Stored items
- - - -

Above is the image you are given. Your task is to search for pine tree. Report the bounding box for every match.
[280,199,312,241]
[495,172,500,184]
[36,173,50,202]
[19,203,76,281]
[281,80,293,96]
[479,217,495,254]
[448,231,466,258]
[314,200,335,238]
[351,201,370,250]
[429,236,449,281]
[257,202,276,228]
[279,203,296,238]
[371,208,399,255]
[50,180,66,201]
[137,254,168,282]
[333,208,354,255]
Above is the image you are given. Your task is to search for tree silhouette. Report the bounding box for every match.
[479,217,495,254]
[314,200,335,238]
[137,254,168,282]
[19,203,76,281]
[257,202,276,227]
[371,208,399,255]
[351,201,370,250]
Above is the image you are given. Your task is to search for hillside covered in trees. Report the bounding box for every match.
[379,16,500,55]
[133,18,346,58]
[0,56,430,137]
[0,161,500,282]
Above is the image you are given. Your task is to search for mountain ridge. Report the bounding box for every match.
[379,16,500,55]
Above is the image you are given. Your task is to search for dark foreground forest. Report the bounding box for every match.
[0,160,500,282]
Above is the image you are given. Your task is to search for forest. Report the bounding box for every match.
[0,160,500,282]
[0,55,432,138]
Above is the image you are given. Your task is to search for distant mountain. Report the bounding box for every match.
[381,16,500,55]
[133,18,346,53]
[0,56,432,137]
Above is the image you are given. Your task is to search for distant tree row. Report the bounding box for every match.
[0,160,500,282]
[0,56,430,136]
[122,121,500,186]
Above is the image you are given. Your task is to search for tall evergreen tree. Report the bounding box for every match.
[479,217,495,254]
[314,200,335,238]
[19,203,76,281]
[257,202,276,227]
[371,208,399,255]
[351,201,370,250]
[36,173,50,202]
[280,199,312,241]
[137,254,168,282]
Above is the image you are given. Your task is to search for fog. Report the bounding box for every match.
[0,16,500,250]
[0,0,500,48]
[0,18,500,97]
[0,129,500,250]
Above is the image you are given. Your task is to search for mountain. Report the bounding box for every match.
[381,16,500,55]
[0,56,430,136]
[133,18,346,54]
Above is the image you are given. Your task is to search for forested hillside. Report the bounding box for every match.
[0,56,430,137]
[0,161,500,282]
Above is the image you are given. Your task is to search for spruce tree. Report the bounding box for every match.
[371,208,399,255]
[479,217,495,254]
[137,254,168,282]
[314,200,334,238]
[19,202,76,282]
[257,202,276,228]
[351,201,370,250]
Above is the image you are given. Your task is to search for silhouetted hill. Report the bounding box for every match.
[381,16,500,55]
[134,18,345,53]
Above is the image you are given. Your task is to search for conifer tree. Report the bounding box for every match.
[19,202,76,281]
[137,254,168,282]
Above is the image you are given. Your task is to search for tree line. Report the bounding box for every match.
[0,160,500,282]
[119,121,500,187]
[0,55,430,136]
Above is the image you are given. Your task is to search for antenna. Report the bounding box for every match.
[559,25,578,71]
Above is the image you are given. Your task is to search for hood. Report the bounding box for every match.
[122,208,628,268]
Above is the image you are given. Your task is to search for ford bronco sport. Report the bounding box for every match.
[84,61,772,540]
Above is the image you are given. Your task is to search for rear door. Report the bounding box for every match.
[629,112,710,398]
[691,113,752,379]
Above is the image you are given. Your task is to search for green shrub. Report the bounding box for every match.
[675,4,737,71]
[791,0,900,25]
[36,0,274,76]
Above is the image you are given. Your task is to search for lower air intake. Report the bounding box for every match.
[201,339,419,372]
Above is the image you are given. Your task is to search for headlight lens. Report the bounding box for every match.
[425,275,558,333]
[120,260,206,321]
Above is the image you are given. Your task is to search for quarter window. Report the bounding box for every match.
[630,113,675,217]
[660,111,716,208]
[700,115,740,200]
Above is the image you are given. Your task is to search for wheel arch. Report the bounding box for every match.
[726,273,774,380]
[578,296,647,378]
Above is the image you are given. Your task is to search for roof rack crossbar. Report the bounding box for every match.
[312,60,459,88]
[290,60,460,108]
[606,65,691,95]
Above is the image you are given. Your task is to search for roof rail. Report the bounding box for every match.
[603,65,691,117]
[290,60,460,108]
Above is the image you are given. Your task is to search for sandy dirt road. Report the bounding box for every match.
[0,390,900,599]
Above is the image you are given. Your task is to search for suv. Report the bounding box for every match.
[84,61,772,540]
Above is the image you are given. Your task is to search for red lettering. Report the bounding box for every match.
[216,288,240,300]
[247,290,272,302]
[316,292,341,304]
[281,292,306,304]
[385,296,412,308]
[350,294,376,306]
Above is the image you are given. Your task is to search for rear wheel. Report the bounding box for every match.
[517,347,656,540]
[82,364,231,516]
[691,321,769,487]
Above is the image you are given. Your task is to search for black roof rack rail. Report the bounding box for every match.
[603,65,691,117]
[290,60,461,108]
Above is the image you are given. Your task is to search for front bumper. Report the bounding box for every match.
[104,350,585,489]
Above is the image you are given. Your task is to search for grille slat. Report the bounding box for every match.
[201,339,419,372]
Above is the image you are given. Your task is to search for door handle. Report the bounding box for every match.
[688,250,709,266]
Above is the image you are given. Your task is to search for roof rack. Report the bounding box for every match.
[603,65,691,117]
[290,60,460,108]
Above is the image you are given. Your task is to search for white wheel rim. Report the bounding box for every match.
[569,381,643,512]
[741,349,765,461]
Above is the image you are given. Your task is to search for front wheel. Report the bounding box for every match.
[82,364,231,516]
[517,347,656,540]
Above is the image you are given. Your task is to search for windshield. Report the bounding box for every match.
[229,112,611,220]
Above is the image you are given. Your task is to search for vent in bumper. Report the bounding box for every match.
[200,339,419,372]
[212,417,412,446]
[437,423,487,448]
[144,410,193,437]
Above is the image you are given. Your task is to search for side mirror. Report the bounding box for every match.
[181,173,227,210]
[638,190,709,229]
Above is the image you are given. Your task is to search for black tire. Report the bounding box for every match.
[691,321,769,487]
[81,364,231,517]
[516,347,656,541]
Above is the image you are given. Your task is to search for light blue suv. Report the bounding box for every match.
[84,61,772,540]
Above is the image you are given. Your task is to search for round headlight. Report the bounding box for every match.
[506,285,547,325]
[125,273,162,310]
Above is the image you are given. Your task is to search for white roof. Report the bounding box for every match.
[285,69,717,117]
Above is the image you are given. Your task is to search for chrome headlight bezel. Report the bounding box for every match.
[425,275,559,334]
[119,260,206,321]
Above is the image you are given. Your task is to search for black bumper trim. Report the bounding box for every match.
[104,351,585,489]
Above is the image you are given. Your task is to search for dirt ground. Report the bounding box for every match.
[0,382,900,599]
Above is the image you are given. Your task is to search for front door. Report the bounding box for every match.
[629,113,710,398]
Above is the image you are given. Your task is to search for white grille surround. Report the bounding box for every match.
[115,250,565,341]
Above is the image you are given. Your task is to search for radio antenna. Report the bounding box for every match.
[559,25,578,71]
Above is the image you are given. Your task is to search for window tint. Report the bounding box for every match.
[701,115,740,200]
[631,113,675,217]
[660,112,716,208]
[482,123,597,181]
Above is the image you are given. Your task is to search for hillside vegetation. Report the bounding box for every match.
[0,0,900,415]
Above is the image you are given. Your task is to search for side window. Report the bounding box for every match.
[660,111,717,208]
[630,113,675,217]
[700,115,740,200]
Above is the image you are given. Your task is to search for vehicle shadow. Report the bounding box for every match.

- - - -

→ AIM OF THE TASK: Lay out every line of the material above as a numbered list, leaving out any blank lines.

→ FULL ANSWER:
1. Above is the image you are given. Your task is to search for pine tree. Report the bounding box for every match.
2. [280,199,312,241]
3. [495,172,500,184]
4. [36,173,50,202]
5. [19,203,76,281]
6. [281,80,293,96]
7. [479,217,495,254]
8. [448,231,466,258]
9. [314,200,335,238]
10. [351,201,370,250]
11. [429,236,449,281]
12. [257,202,276,228]
13. [279,203,296,238]
14. [371,208,399,255]
15. [50,180,66,201]
16. [137,254,168,282]
17. [333,208,354,255]
18. Above is the image you are given. Your task is to search for tree silhouette. Report the bounding box for every match.
19. [479,217,495,254]
20. [314,200,335,238]
21. [137,254,168,282]
22. [19,203,76,281]
23. [257,202,276,227]
24. [371,208,399,255]
25. [351,201,370,250]
26. Above is the image you are given. Your task is to search for hillside covered in trees. Report the bounding box for every match.
27. [379,16,500,55]
28. [133,18,346,58]
29. [0,56,430,137]
30. [0,161,500,282]
31. Above is the image you are given. Your task is to search for mountain ridge. Report the bounding box for every match.
32. [379,16,500,55]
33. Above is the image you are given. Your task is to search for dark foreground forest. Report the bounding box for every match.
34. [0,160,500,282]
35. Above is the image you are given. Your task is to search for forest. Report the bounding box for every match.
36. [0,160,500,282]
37. [0,55,432,138]
38. Above is the image you are given. Your task is to search for distant mountain. Report the bounding box for every match.
39. [381,16,500,55]
40. [133,18,346,53]
41. [0,56,432,137]
42. Above is the image you are given. Your task is to search for distant tree row. Report the bounding box for every match.
43. [0,160,500,282]
44. [0,56,430,136]
45. [122,121,500,186]
46. Above is the image you are given. Your task is to search for tall evergreen tree. Report the bounding box for every match.
47. [479,217,495,254]
48. [314,200,335,238]
49. [19,203,76,281]
50. [257,202,276,227]
51. [371,208,399,255]
52. [351,201,370,250]
53. [36,173,50,202]
54. [280,199,312,241]
55. [137,254,168,282]
56. Above is the image you are given. Your task is to search for fog. Report the bounding box for every match.
57. [0,16,500,250]
58. [0,0,500,48]
59. [0,18,500,97]
60. [0,129,500,250]
61. Above is the image you are given. Your task is to search for mountain. Report the bounding box for every match.
62. [381,16,500,55]
63. [0,56,430,136]
64. [133,18,346,54]
65. Above is the image you are given. Your task is to search for forested hillside. Report the bounding box for every match.
66. [0,56,430,137]
67. [0,161,500,282]
68. Above is the image you are given. Your task is to search for spruce tree. Report the bounding box for every match.
69. [371,208,399,255]
70. [479,217,495,254]
71. [137,254,168,282]
72. [314,200,334,238]
73. [19,202,76,282]
74. [257,202,276,228]
75. [351,201,370,250]
76. Above is the image you are given. Your task is to search for silhouetted hill. Report the bounding box for every match.
77. [381,16,500,55]
78. [134,18,345,53]
79. Above is the image you are given. Your task is to search for conifer tree. Report the bounding box for every match.
80. [19,202,76,281]
81. [137,254,168,282]
82. Above is the image you are given. Your task is to search for tree line. Report the bounding box for every match.
83. [0,160,500,282]
84. [119,121,500,187]
85. [0,55,430,136]
86. Above is the image you are given. Your task is to search for antenna. Report the bounding box for every match.
87. [559,25,578,71]
88. Above is the image you are given. Your task is to search for hood. Report the bounding box for every match.
89. [122,208,628,268]
90. Above is the image you are given. Your task is to search for ford bronco sport. Report the bounding box for every match.
91. [84,61,772,540]
92. Above is the image you are given. Your task is to search for rear door. Report the bounding box for every match.
93. [629,112,710,398]
94. [691,113,752,379]
95. Above is the image you are given. Your task is to search for green shrub. Report the bounding box for every match.
96. [675,4,737,71]
97. [791,0,900,25]
98. [36,0,274,76]
99. Above is the image you are given. Your task is to search for lower air intake. Report the bounding box for every match.
100. [201,339,419,372]
101. Above is the image you are given. Your task is to search for headlight lens. Report the bounding box for every match.
102. [425,275,558,333]
103. [120,260,206,321]
104. Above is the image you are given. Your task is to search for quarter window. Report the bounding box for every match.
105. [630,113,675,217]
106. [660,111,716,208]
107. [700,115,740,200]
108. Above is the image you are given. Your task is to search for wheel arch. Report the bounding box for every match.
109. [726,273,774,380]
110. [578,296,647,378]
111. Above is the image you are given. Your task is to search for roof rack crossbar. Report the bounding box for every match.
112. [312,60,459,88]
113. [290,60,460,108]
114. [606,65,691,95]
115. Above is the image you are given. Your task is to search for roof rail. Report the bounding box for every match.
116. [603,65,691,117]
117. [290,60,460,108]
118. Above is the image you are given. Your task is to search for sandy dirt road. Report the bounding box for every match.
119. [0,390,900,599]
120. Above is the image you are given. Your task is to search for suv. Report the bounding box for every match.
121. [84,61,772,540]
122. Above is the image you are given. Your task is to search for red lettering. Report the bounding box for every match.
123. [216,288,240,300]
124. [247,290,272,302]
125. [316,292,341,304]
126. [281,292,306,304]
127. [385,296,412,308]
128. [350,294,376,306]
129. Above is the image you are given. Your task is to search for rear wheel. Report the bounding box for every match.
130. [517,347,656,540]
131. [82,364,231,516]
132. [691,321,769,487]
133. Above is the image you are given. Your task is to search for black roof rack rail. Report the bounding box for every match.
134. [603,65,691,117]
135. [290,60,461,108]
136. Above is the image you are given. Your task is to search for front bumper. Report the bounding box for every match.
137. [104,350,585,489]
138. Above is the image you are given. Your task is to search for grille slat. Report the bounding box for every match.
139. [201,339,419,372]
140. Above is the image you are given. Your task is to search for door handle. Report the bounding box for every match.
141. [688,250,709,266]
142. Above is the image you are given. Your task is to search for roof rack. Report the bounding box for every match.
143. [603,65,691,117]
144. [290,60,460,108]
145. Above is the image you are given. Your task is to search for white wheel rim. Report the bounding box for every match.
146. [569,381,643,512]
147. [741,349,765,461]
148. Above is the image you are given. Your task is to search for front wheel. Report the bounding box for every match.
149. [82,364,231,516]
150. [517,347,656,540]
151. Above is the image you are given. Your task is to search for windshield. Report the bounding box for every match.
152. [229,112,611,220]
153. Above is the image you are given. Your task is to search for vent in bumper. Report the bounding box for every match.
154. [200,339,419,372]
155. [212,417,412,446]
156. [437,423,487,448]
157. [144,410,193,437]
158. Above is the image you are given. Your task is to search for side mirror. Report the bounding box for every match.
159. [181,173,227,210]
160. [638,190,709,229]
161. Above is the image you are given. Your task is to search for black tire. Report the bounding box for every match.
162. [691,321,769,487]
163. [81,364,231,517]
164. [516,347,656,541]
165. Above is the image you are given. Your task is to search for light blue suv. Report the bounding box for every match.
166. [84,61,772,540]
167. Above is the image you are given. Your task is to search for round headlight. Report the bounding box for every match.
168. [506,285,547,325]
169. [125,273,162,310]
170. Above is the image you are given. Your task is to search for white roof. Report the bounding box for every match.
171. [285,69,717,117]
172. Above is the image you are given. Your task is to search for chrome headlight bezel. Report the bounding box for every match.
173. [425,275,559,334]
174. [119,260,206,321]
175. Above is the image you are given. Your task is to search for black bumper trim. Report the bounding box for every match.
176. [104,351,585,489]
177. Above is the image you are given. Your task is to search for dirt ground. Report the bounding box for every match.
178. [0,382,900,599]
179. Above is the image you are given. Your task is to search for front door. Report the bounding box for every match.
180. [629,113,710,398]
181. Above is the image you are given. Your task is to search for white grille surround. Report the bounding box for every match.
182. [115,250,565,341]
183. Above is the image you are given. Your task is to search for radio antenna. Report the bounding box for every match.
184. [559,25,578,71]
185. Above is the image you are given. Your task is to search for window tint. Report the bounding box for every match.
186. [701,115,740,200]
187. [631,113,675,217]
188. [660,112,716,208]
189. [482,123,597,181]
190. Above is the image you are given. Your task is to search for hillside vegetation. Report the bounding box for every match.
191. [0,0,900,415]
192. Above is the image you are given. Your task is to search for side window. Report the bounding box for every match.
193. [660,111,717,208]
194. [630,113,675,217]
195. [700,115,740,200]
196. Above is the image you are given. Your task is to search for vehicle shadow. Report the bounding box for every match.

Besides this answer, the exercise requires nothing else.